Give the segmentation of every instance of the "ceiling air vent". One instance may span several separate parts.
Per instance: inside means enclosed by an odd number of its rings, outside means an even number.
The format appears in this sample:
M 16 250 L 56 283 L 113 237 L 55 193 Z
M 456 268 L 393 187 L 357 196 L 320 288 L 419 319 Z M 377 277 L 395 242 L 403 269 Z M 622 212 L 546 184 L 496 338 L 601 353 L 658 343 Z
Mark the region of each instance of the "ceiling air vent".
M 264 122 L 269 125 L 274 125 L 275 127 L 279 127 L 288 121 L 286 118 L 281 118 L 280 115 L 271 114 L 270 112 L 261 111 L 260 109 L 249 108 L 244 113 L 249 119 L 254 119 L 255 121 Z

^^^^

- [BRIEF]: Copy the material above word for word, every line included.

- [FINAL RESULT]:
Give the segmentation of every instance of the "ceiling air vent". One instance may span several separate parts.
Per instance: inside means enclosed by an odd number of its rings, outside means an even number.
The format appears in this sample:
M 16 250 L 56 283 L 113 237 L 55 193 Z
M 456 268 L 393 187 L 357 196 L 320 288 L 419 319 Z M 377 277 L 395 242 L 403 269 Z M 622 212 L 546 184 L 496 338 L 601 353 L 658 343 Z
Mark the region of each instance of the "ceiling air vent".
M 264 122 L 269 125 L 274 125 L 275 127 L 279 127 L 288 121 L 286 118 L 281 118 L 280 115 L 271 114 L 270 112 L 261 111 L 260 109 L 249 108 L 244 113 L 249 119 L 254 119 L 255 121 Z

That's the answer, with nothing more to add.